* **WORK ORDER**: If a line in the records below contains "task", copy that line.
(SUPPLIED DATA Opens)
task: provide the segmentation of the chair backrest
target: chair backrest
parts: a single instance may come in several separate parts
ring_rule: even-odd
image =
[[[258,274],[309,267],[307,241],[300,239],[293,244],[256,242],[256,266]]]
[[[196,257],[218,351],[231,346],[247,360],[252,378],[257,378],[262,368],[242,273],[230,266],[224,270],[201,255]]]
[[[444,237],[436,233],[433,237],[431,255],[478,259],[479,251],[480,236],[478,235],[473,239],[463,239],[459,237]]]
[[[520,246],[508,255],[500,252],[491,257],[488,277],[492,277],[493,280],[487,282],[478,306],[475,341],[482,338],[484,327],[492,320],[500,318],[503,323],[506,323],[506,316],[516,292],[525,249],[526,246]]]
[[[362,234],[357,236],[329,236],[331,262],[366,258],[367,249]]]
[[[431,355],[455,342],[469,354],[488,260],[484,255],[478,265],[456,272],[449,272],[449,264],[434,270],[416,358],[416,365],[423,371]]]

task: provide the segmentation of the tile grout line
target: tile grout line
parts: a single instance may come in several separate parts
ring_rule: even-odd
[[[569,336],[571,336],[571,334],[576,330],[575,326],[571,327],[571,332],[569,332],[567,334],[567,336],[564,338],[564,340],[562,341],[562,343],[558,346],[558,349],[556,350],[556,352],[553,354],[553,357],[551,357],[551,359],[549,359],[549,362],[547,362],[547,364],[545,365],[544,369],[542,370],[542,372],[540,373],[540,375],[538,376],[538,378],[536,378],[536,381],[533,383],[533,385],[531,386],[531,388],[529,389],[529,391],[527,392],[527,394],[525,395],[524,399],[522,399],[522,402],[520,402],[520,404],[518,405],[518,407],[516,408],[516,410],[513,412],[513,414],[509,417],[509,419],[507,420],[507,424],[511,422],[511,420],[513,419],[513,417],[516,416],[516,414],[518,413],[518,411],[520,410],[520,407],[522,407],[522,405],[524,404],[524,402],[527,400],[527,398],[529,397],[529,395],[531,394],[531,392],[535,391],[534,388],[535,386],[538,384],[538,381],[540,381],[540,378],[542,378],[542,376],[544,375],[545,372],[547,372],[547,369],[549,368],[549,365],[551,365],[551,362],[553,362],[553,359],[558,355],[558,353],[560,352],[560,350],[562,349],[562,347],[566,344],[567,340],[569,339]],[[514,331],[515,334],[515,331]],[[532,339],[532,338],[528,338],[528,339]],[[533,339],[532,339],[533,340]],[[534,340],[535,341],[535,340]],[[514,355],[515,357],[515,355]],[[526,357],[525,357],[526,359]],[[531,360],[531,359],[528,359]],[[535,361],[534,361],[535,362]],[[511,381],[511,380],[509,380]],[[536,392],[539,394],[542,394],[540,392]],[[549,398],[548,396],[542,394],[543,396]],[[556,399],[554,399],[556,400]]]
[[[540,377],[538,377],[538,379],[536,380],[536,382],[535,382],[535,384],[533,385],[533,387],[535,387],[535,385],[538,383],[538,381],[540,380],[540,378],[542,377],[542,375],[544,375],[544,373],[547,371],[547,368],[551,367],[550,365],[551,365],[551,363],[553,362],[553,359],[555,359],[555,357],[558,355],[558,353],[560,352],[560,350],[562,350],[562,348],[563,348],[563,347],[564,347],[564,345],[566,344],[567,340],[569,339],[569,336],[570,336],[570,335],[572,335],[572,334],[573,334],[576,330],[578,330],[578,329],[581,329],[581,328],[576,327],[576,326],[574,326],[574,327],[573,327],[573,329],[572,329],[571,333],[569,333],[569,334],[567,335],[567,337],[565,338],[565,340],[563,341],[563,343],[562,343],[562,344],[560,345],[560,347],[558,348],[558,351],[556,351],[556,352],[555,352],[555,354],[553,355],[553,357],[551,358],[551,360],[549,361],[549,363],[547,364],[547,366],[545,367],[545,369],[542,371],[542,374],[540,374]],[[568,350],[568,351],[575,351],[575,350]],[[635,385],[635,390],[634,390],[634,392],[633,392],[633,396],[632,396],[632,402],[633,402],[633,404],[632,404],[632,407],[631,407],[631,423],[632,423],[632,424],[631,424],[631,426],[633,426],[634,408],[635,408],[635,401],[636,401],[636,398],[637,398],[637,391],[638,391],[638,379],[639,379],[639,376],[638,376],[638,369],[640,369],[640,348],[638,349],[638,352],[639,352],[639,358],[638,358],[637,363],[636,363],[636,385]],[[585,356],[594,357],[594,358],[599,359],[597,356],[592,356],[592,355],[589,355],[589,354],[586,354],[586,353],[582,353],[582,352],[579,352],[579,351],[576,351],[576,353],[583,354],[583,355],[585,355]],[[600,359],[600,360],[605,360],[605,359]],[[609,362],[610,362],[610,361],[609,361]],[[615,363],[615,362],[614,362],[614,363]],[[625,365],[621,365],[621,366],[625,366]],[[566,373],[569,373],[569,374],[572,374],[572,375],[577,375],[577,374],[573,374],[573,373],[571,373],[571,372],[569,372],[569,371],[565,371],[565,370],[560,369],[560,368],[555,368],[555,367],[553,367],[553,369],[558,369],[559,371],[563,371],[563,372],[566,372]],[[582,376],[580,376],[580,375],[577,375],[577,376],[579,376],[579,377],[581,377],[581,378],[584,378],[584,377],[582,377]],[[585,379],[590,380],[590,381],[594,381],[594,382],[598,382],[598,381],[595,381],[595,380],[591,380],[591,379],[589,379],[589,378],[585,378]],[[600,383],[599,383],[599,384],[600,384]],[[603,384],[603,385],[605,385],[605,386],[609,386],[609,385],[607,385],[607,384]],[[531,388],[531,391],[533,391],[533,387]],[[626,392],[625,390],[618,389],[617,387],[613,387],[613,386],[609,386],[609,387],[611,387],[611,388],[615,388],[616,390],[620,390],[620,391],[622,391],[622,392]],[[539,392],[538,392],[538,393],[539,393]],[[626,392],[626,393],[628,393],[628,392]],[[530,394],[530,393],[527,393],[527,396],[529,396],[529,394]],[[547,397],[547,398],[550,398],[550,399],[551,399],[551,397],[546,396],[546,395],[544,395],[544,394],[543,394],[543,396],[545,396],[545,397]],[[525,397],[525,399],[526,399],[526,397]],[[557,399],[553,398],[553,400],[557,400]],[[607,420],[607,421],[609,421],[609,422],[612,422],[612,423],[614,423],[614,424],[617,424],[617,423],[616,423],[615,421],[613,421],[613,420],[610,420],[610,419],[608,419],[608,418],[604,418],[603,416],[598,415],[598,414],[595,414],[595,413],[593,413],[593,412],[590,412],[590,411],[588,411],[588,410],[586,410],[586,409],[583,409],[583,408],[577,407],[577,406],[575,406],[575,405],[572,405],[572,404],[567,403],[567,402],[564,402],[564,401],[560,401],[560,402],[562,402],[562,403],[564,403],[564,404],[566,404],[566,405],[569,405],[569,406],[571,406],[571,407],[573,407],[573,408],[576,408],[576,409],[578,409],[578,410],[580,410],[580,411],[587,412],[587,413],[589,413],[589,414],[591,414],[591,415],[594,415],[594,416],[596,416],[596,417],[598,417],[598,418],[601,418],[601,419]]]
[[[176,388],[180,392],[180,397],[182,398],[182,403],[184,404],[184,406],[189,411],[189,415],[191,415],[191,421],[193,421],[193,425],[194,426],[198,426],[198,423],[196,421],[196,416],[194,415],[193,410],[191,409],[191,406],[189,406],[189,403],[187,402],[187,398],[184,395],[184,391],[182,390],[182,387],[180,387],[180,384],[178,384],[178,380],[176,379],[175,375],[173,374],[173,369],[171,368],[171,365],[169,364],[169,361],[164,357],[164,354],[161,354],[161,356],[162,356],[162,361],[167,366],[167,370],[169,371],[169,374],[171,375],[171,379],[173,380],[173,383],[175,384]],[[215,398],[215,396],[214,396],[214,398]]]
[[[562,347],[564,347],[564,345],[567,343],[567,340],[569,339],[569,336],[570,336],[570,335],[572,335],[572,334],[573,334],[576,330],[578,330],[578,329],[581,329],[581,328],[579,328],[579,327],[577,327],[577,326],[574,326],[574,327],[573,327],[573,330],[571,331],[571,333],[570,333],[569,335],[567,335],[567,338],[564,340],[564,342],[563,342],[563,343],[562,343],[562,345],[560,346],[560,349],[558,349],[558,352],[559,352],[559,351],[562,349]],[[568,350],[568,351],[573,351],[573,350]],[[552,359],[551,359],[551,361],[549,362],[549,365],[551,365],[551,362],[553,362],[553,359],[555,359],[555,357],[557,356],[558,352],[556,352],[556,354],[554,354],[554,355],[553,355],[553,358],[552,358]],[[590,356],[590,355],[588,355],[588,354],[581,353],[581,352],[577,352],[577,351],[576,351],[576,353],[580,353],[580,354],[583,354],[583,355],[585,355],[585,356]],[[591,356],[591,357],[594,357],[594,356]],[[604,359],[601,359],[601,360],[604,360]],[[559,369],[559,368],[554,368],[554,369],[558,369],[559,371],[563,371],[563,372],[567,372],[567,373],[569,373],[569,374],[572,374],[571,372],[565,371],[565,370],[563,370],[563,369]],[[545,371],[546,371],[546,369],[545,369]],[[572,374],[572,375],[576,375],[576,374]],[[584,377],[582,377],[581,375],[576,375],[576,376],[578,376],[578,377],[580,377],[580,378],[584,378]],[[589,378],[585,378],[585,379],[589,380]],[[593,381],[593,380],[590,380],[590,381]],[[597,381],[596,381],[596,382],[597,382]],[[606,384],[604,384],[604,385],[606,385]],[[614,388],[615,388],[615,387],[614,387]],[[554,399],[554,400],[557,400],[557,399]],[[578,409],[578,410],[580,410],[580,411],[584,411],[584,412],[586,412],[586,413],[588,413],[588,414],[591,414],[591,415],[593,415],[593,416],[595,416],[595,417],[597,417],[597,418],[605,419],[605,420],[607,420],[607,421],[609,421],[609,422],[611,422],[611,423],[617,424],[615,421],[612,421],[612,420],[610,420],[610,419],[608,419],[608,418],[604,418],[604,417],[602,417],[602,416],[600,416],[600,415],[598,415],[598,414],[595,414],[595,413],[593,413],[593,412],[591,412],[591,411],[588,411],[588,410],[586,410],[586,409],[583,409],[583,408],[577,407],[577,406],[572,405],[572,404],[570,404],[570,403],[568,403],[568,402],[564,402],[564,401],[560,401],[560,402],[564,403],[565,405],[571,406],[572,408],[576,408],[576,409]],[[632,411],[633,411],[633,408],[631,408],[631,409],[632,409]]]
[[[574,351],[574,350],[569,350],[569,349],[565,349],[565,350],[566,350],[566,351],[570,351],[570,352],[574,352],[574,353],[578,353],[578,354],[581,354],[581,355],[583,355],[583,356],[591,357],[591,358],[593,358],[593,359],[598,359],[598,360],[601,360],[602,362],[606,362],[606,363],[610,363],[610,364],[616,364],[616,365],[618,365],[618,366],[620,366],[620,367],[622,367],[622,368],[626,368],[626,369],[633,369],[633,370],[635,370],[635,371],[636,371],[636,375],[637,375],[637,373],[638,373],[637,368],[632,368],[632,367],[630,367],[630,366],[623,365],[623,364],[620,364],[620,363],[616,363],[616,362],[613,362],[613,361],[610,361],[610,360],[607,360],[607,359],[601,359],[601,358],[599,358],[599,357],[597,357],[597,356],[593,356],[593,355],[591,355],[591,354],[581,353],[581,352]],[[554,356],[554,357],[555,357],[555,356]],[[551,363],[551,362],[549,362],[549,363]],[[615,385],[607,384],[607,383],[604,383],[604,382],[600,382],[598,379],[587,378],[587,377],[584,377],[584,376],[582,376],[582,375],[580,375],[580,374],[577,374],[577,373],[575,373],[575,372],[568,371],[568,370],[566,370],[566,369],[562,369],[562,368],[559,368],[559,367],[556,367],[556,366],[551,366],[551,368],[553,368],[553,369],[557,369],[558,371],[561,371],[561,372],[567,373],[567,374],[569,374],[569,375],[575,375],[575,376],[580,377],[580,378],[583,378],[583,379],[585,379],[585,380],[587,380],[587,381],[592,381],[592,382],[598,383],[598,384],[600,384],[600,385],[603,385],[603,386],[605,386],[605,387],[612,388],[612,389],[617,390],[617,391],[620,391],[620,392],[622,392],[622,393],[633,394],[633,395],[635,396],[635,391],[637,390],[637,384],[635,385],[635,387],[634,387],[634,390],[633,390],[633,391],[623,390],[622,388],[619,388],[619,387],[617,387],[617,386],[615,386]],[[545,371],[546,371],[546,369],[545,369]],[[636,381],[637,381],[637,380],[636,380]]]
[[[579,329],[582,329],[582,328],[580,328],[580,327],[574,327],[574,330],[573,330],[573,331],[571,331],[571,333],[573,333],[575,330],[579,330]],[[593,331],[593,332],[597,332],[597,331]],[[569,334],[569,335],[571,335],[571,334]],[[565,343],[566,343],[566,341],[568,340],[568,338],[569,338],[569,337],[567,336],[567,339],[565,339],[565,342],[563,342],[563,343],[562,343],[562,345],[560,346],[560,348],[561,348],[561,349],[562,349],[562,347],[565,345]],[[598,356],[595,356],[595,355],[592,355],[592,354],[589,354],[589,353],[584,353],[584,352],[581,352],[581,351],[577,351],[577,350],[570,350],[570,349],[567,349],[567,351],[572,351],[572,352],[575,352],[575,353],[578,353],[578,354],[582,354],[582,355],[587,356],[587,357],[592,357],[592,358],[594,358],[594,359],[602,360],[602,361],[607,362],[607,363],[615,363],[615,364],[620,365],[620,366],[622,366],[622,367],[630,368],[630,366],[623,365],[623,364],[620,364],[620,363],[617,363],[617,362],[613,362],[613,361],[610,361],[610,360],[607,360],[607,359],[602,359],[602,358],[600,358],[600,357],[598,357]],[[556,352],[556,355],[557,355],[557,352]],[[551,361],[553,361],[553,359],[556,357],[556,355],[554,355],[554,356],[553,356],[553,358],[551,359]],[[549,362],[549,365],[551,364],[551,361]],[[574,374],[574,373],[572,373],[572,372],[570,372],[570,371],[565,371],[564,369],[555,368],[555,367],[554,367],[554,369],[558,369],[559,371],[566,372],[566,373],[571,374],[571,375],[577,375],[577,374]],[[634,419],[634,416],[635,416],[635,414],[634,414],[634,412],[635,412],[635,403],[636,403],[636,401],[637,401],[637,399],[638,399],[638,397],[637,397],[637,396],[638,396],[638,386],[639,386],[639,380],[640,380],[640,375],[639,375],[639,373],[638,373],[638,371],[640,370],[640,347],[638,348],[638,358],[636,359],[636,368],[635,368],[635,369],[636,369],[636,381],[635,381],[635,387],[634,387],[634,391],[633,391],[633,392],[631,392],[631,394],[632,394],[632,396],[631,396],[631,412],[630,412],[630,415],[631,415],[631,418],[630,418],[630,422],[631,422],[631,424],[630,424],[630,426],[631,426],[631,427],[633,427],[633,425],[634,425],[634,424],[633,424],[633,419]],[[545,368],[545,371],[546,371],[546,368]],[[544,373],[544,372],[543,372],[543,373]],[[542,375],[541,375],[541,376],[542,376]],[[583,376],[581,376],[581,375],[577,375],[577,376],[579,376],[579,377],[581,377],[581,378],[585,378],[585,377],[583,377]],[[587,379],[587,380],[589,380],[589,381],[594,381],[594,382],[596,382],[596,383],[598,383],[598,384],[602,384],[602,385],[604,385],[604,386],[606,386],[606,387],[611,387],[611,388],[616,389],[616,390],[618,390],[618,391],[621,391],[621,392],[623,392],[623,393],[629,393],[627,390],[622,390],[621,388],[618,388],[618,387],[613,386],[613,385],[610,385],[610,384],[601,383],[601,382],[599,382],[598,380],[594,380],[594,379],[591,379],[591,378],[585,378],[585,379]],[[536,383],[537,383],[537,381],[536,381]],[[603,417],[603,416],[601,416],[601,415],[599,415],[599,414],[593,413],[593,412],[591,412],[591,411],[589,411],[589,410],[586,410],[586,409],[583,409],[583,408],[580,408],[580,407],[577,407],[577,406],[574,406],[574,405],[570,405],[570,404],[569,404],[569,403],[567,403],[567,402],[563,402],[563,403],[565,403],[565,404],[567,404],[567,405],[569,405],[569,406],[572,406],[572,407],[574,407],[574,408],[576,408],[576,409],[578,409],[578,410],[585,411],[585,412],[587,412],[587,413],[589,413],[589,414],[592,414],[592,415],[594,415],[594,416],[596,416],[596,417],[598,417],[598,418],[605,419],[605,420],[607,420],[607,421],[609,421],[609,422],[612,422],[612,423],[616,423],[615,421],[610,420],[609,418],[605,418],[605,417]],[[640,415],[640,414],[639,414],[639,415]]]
(SUPPLIED DATA Closes)
* **RESULT FOR THIS EXERCISE**:
task: provide the segmentation of the chair backrest
task: provide the segmentation of the tile grout line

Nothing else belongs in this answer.